• Work request:
You are asked to write out the full listing exactly as it stands.

• Stored data:
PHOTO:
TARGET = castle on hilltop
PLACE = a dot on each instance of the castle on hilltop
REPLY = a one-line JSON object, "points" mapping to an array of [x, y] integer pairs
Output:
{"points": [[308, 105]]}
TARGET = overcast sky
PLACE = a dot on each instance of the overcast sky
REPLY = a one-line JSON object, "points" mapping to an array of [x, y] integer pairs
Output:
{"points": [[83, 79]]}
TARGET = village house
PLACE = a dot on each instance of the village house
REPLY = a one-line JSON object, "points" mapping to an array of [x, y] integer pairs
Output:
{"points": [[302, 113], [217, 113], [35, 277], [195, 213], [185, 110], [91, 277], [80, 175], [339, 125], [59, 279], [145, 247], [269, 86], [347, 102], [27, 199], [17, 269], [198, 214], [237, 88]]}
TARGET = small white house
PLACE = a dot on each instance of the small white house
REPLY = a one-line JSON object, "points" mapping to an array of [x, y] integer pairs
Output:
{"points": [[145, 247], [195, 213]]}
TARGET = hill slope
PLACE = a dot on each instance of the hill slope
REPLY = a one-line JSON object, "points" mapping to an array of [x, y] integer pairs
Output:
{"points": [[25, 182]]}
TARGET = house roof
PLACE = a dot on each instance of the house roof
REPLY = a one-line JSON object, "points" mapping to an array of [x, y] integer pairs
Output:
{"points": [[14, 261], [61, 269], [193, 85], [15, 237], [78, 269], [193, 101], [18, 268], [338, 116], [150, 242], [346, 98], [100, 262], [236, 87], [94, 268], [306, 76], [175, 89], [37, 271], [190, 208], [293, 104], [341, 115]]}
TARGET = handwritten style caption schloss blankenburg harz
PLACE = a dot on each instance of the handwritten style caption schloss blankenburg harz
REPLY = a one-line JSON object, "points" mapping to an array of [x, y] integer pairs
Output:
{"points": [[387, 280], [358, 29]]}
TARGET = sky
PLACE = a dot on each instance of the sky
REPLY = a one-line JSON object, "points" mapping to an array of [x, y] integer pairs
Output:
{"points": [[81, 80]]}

• Response to the exercise:
PHOTO:
TARGET = castle on hilltop
PLACE = a dot on each instance of the castle on hilltop
REPLY = a one-line JSON object, "points" mapping to an array of [x, y] integer pairs
Output:
{"points": [[308, 105]]}
TARGET = overcast sky
PLACE = a dot on each instance of the overcast sky
REPLY = a one-line JSON object, "points" mapping to an array of [x, y] integer pairs
Output:
{"points": [[83, 79]]}
TARGET = village house
PLACE = a dot on each instance of the village house
REPLY = a one-line JSON object, "points" mapping to an array of [x, y] integer pairs
Output:
{"points": [[302, 113], [217, 113], [35, 277], [195, 213], [185, 110], [91, 277], [80, 175], [339, 125], [59, 279], [145, 247], [269, 86], [347, 102], [27, 199], [17, 269], [198, 214], [237, 88]]}
TARGET = small white house
PLACE = a dot on each instance of the small white house
REPLY = a one-line JSON object, "points" mapping to an array of [x, y] integer pairs
Output:
{"points": [[145, 247], [195, 213]]}
TARGET = hill slope
PLACE = a dot on each instance of the hill slope
REPLY = a one-line JSON object, "points" mapping to an array of [x, y] integer pairs
Output:
{"points": [[25, 182]]}
TARGET = house roof
PLACE = a dot on each instance of the house roof
REPLY = a one-line JSON object, "points" mapping to an array of [x, y] integer pairs
Output:
{"points": [[14, 261], [61, 269], [193, 85], [15, 237], [78, 269], [193, 101], [18, 268], [338, 116], [150, 242], [346, 98], [100, 262], [236, 87], [94, 268], [306, 76], [175, 89], [37, 271], [190, 208], [293, 104], [341, 115]]}
TARGET = handwritten style caption schloss blankenburg harz
PLACE = a dot on each instance of the handwritten style caption schloss blankenburg harz
REPLY = a one-line JSON object, "points" mapping to an array of [x, y] integer pairs
Output:
{"points": [[387, 280], [358, 29]]}
TARGET = sky
PLACE = a dot on each instance of the sky
REPLY = a one-line JSON object, "points" mapping to an array of [x, y] integer pairs
Output:
{"points": [[81, 80]]}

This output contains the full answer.